Exercise task: Can you render the lines below as a Markdown table with the columns "Row" and "Line," numbering each row and skipping blank lines? Leave the pictures out.

Stored records:
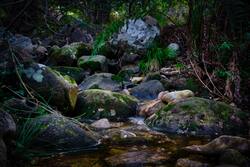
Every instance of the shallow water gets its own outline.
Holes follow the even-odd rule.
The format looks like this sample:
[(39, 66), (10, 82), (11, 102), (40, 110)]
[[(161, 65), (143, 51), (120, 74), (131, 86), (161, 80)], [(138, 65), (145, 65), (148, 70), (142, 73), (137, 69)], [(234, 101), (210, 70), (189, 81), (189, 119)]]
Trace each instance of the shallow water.
[[(36, 167), (173, 167), (176, 160), (187, 157), (181, 148), (205, 144), (209, 139), (190, 138), (138, 130), (143, 125), (140, 118), (131, 118), (121, 127), (111, 128), (101, 134), (111, 134), (97, 150), (34, 159)], [(136, 129), (132, 130), (131, 129)], [(124, 132), (128, 136), (122, 136)], [(133, 134), (129, 136), (129, 134)]]

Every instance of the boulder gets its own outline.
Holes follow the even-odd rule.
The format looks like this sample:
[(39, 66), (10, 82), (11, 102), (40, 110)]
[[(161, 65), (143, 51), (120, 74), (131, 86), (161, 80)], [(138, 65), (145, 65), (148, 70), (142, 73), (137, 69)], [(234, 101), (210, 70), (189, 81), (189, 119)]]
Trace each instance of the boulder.
[(34, 118), (28, 128), (33, 129), (35, 134), (29, 143), (30, 148), (35, 150), (80, 151), (98, 145), (93, 132), (58, 114)]
[(163, 103), (177, 103), (189, 97), (194, 97), (194, 93), (191, 90), (182, 90), (174, 92), (166, 91), (161, 92), (158, 95), (158, 99), (160, 99)]
[(185, 151), (198, 154), (220, 155), (228, 149), (241, 153), (250, 152), (250, 140), (238, 136), (220, 136), (205, 145), (192, 145), (184, 148)]
[(176, 56), (180, 55), (180, 53), (181, 53), (180, 46), (177, 43), (171, 43), (168, 45), (167, 48), (170, 49), (171, 51), (173, 51)]
[(111, 124), (107, 118), (99, 119), (91, 124), (92, 127), (97, 129), (109, 129)]
[(108, 90), (89, 89), (78, 95), (76, 112), (82, 117), (127, 119), (136, 114), (138, 100)]
[(146, 120), (150, 127), (194, 136), (246, 134), (244, 113), (223, 102), (191, 97), (168, 104)]
[(82, 56), (78, 59), (78, 66), (90, 70), (91, 72), (95, 71), (108, 71), (108, 61), (105, 56), (94, 55), (94, 56)]
[(53, 46), (50, 49), (49, 64), (60, 66), (71, 66), (76, 63), (77, 58), (87, 54), (88, 45), (82, 42), (75, 42), (63, 47)]
[(125, 52), (121, 57), (121, 65), (124, 66), (129, 64), (135, 64), (139, 59), (140, 55), (132, 52)]
[(202, 163), (198, 161), (193, 161), (187, 158), (178, 159), (175, 167), (210, 167), (211, 165), (207, 163)]
[(139, 115), (149, 117), (162, 109), (164, 106), (165, 104), (161, 100), (151, 100), (145, 102), (139, 107)]
[(59, 110), (74, 109), (78, 88), (69, 76), (62, 76), (45, 65), (35, 63), (24, 68), (23, 76), (30, 88)]
[(62, 75), (68, 75), (73, 78), (76, 83), (81, 83), (88, 75), (82, 68), (78, 67), (67, 67), (67, 66), (54, 66), (51, 67), (53, 70), (60, 72)]
[[(151, 23), (149, 20), (152, 20)], [(126, 21), (119, 33), (110, 40), (110, 45), (136, 53), (145, 52), (154, 39), (160, 35), (157, 23), (152, 23), (155, 19), (148, 17), (145, 19), (130, 19)]]
[(164, 87), (158, 80), (142, 82), (140, 85), (130, 90), (132, 96), (140, 100), (152, 100), (157, 98), (160, 92), (164, 91)]
[(110, 73), (97, 73), (87, 77), (79, 86), (80, 90), (87, 89), (103, 89), (110, 91), (120, 91), (122, 85), (113, 80), (113, 74)]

Output of the task:
| Row | Line |
|---|---|
| 1 | Every instance of the shallow water gets its own outline. |
| 2 | Holes follow the even-odd rule. |
| 3 | The format looks like this sample: |
| 4 | [(39, 66), (10, 82), (11, 102), (40, 110)] |
| 5 | [[(161, 65), (143, 51), (120, 74), (131, 86), (161, 80)], [(138, 65), (145, 65), (148, 70), (142, 73), (137, 69)], [(234, 101), (210, 70), (189, 81), (189, 119)]] |
| 6 | Trace each instance of the shallow water. |
| 7 | [[(36, 167), (173, 167), (176, 160), (187, 157), (181, 148), (205, 144), (209, 139), (190, 138), (138, 130), (143, 125), (140, 118), (131, 118), (121, 127), (111, 128), (101, 134), (111, 134), (97, 150), (34, 159)], [(136, 129), (132, 130), (131, 129)], [(124, 132), (128, 136), (122, 136)], [(133, 134), (129, 136), (129, 134)]] |
| 8 | Every instance of the boulder gets its own outline. |
| 9 | Holes follow the even-odd rule. |
| 10 | The format looks like this sample: |
| 11 | [(39, 66), (10, 82), (11, 102), (40, 110)] |
| 12 | [[(161, 65), (143, 51), (120, 74), (131, 86), (161, 80)], [(138, 65), (145, 65), (148, 70), (142, 73), (137, 69)], [(234, 101), (210, 70), (189, 81), (189, 119)]] |
| 13 | Trace each instance of the boulder. |
| 14 | [(34, 118), (28, 128), (33, 129), (35, 134), (29, 143), (30, 148), (35, 150), (80, 151), (98, 145), (93, 132), (58, 114)] |
| 15 | [(163, 103), (177, 103), (189, 97), (194, 97), (194, 93), (191, 90), (182, 90), (174, 92), (166, 91), (161, 92), (158, 95), (158, 99), (160, 99)] |
| 16 | [(185, 151), (198, 154), (220, 155), (228, 149), (241, 153), (250, 152), (250, 140), (238, 136), (220, 136), (205, 145), (192, 145), (184, 148)] |
| 17 | [(176, 56), (180, 55), (180, 53), (181, 53), (180, 46), (177, 43), (171, 43), (168, 45), (167, 48), (170, 49), (171, 51), (173, 51)] |
| 18 | [(111, 124), (107, 118), (99, 119), (91, 124), (92, 127), (97, 129), (109, 129)] |
| 19 | [(108, 90), (89, 89), (78, 95), (76, 112), (82, 117), (127, 119), (136, 114), (138, 100)] |
| 20 | [(146, 120), (150, 127), (194, 136), (246, 134), (244, 113), (223, 102), (191, 97), (168, 104)] |
| 21 | [(82, 56), (78, 59), (78, 66), (90, 70), (91, 72), (95, 71), (108, 71), (108, 61), (105, 56), (94, 55), (94, 56)] |
| 22 | [(53, 46), (50, 49), (49, 64), (60, 66), (71, 66), (76, 63), (77, 58), (87, 54), (88, 45), (82, 42), (75, 42), (63, 47)] |
| 23 | [(125, 52), (121, 57), (121, 65), (124, 66), (129, 64), (135, 64), (139, 59), (140, 55), (132, 52)] |
| 24 | [(202, 163), (198, 161), (193, 161), (187, 158), (178, 159), (175, 167), (210, 167), (211, 165), (207, 163)] |
| 25 | [(139, 115), (149, 117), (162, 109), (164, 106), (165, 104), (161, 100), (151, 100), (145, 102), (139, 107)] |
| 26 | [(59, 110), (74, 109), (78, 88), (69, 76), (62, 76), (45, 65), (35, 63), (24, 68), (23, 76), (30, 88)] |
| 27 | [(62, 75), (68, 75), (73, 78), (76, 83), (81, 83), (88, 75), (82, 68), (78, 67), (67, 67), (67, 66), (54, 66), (51, 67), (53, 70), (60, 72)] |
| 28 | [[(151, 23), (149, 20), (152, 20)], [(126, 21), (119, 33), (110, 40), (110, 45), (136, 53), (145, 52), (154, 39), (160, 35), (157, 23), (152, 23), (155, 19), (148, 17), (145, 19), (130, 19)]] |
| 29 | [(164, 87), (158, 80), (142, 82), (140, 85), (130, 90), (132, 96), (140, 100), (152, 100), (157, 98), (160, 92), (164, 91)] |
| 30 | [(110, 73), (97, 73), (87, 77), (79, 86), (80, 90), (87, 89), (103, 89), (110, 91), (120, 91), (122, 85), (113, 80), (113, 74)] |